Work to complete:
1) In the Api-life Var thread, rewrite the passage between "I used it for" and "that gets chosen.", inclusive, replacing "oxalic acid" with "formic acid".
2) Translate this sentence from the Api-life Var thread into Spanish: "My goal is not to have to use it at all."
3) Please carry on the Api-life Var thread from the point where it stops.

Document passage:
Content starts

# Api-life Var



## TwT (Aug 5, 2004)

sorry, I put it in the wrong topic


----------



## Todd Zeiner (Jun 15, 2004)

Ted- 
I used it this year on all but one hive. I used two treatments instead of three. It seemed to work good for me. The sticky boards revealed about twice the normal drop as normal inspections. I know this is not a scientific measure, but that's all I had time for. The only dead-out I've seen so far has been due to overpopulation going into a warm winter with not enough honey. I will probably use it again this year. 
My goal is not to have to use it at all.


----------



## Toni Bee (Jun 14, 2005)

All in all, ApiLife Var is on probation with me, and I am thinking about going to small cell.

I used it for two hives last fall, and seem to have a lot of mites again now, but a friend who used formic says that she does too. We had awfully warm weather this fall and a mild winter, which probably means that brood rearing hardly stopped, and the mites made it through in capped brood.

To save my bees, I just fumigated with oxalic acid. Once again, there is probably nothing that could have prevented this being a heavy mite year, but it seems to me that changes to my overall management strategy may be just as important as the mite treatment that gets chosen.


----------



## beemandan (Dec 5, 2005)

Ted, I've used it. Two years ago I treated 12 hives with it. My only measure of success is that all 12 survived the winter and thrived the following season. 
My advice...ignore the advertisements and read the label. Handle this stuff carefully. When handling the tablets wear gloves, eye protection and a breathing filter. Apply it according to the instructions (enclose in hardware cloth/screen wire).

Content ends

Given entries:
Content starts

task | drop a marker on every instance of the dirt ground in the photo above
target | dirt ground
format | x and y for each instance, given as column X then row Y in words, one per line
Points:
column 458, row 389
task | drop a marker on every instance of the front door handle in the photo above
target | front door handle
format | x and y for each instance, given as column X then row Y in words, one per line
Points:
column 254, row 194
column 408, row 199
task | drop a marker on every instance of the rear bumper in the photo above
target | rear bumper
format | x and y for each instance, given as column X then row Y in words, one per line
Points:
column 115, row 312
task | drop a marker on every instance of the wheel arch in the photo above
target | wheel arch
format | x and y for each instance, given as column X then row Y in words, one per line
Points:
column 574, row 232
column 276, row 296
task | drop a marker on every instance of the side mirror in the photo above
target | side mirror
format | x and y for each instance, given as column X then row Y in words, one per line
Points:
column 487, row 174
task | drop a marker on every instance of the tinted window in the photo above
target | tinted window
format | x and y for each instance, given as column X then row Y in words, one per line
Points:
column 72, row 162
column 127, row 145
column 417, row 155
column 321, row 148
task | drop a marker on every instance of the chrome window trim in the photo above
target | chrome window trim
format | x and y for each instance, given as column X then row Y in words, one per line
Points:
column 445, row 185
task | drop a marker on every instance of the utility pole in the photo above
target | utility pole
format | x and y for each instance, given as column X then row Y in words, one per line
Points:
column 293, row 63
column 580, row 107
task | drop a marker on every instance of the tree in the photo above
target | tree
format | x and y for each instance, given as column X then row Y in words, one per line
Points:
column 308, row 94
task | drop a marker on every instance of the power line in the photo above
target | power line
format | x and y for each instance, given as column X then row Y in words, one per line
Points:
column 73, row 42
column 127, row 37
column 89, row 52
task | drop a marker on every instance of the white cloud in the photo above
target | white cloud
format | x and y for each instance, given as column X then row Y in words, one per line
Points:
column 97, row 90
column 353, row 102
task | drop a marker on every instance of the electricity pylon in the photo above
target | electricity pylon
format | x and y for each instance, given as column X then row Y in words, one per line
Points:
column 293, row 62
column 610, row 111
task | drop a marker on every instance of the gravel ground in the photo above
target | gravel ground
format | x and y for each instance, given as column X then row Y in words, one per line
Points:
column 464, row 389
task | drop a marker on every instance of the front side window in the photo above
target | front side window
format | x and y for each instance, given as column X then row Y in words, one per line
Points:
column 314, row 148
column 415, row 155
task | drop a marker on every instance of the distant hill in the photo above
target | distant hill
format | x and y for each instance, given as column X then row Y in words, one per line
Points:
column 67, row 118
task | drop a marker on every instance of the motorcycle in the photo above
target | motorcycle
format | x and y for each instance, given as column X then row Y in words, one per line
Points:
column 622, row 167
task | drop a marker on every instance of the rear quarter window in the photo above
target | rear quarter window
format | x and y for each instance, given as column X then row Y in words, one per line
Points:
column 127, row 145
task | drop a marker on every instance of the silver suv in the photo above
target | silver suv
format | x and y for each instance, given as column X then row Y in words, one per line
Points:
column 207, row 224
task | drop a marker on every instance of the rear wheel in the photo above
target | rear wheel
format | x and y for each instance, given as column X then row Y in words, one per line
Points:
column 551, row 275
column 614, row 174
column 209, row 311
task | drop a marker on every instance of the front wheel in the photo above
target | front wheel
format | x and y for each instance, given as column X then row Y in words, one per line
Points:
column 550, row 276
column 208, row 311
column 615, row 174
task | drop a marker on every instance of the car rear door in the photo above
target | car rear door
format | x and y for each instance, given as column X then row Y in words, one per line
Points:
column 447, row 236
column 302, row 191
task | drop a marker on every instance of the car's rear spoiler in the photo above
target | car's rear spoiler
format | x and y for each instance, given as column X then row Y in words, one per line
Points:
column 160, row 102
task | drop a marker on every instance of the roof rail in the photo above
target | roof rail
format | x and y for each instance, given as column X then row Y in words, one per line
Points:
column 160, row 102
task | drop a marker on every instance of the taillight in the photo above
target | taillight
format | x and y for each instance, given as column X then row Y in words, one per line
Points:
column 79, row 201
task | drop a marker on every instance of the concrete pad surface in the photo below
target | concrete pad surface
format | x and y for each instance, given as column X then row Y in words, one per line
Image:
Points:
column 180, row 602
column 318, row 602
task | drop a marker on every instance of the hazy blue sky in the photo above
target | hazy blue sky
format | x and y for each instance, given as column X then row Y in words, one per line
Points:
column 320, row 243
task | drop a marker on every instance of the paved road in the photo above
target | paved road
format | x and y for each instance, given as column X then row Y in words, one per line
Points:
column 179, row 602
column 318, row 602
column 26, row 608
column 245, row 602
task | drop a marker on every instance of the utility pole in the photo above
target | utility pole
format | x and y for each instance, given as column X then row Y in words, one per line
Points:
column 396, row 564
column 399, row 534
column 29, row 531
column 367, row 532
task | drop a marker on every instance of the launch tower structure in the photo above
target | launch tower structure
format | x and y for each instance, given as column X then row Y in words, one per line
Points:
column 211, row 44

Content ends

Answers by item:
1)
I used it for two hives last fall, and seem to have a lot of mites again now, but a friend who used formic says that she does too. We had awfully warm weather this fall and a mild winter, which probably means that brood rearing hardly stopped, and the mites made it through in capped brood.

To save my bees, I just fumigated with formic acid. Once again, there is probably nothing that could have prevented this being a heavy mite year, but it seems to me that changes to my overall management strategy may be just as important as the mite treatment that gets chosen.

2) Mi objetivo es no tener que usarlo en absoluto.

3)
----------



## MichaelW (Jun 1, 2005)

I used it at the end of last summer in my 6 hives and am not seeing many mites now. 24-hr mite drops went from over 100 to less than 10. One looked to have PMS to me, before treatment, but are doing fine now. I also pulled all the capped brood out of that hive during treatment to help, combined it with a NUC and treated it. 
I'll use it again next year. I only do late summer treatments, I don't do spring treatments. 

Also quick and easy application, but 4 visits to hive instead of 2 with apistan. Which is inconsequential to me.

did not like the photo ad. in ABJ where person was not using gloves. This is misleading if you compare it with the label.

[ January 31, 2006, 10:33 AM: Message edited by: MichaelW ]


----------



## Dave W (Aug 3, 2002)

[ January 31, 2006, 12:03 PM: Message edited by: Dave W ]


----------



## Dave W (Aug 3, 2002)

TwT . . .
>and any other info you might have . . .


API-LIFE VAR - Produced in Italy by Chemicals LAIF

Descriptions - A thin vermiculite wafer containing crystalline [BC, 5/05, p7] Thymol (76%), eucalyptol (16.4%), menthol (3.8%) and camphor (3.8%); 20g of active ingredients per wafer [Source???]. This formulation of Thymol is not essential oil Thymol but a purified crystalline form manufactured in one laboratory in Europe. Crystalline Thymol creates a gas which greatly reduces absorbed by comb [BC, 6/05, p7]. Thymol clearly exhibits varroacidal properties, but value and purpose of other essential oil ingredients has not been clearly established. Works as fumigant. [Ref 16, p189]. 

Mode of Action - Efficacy relies, in part, on increasing grooming behavior by acting as an irritant to bees, which leads to increased rates of V-mite removal from adult bees through behavior modifications [ABJ, 6/04, p479]. 

Health Effects - None of active compounds in Api-Life VAR are toxic at levels found in product.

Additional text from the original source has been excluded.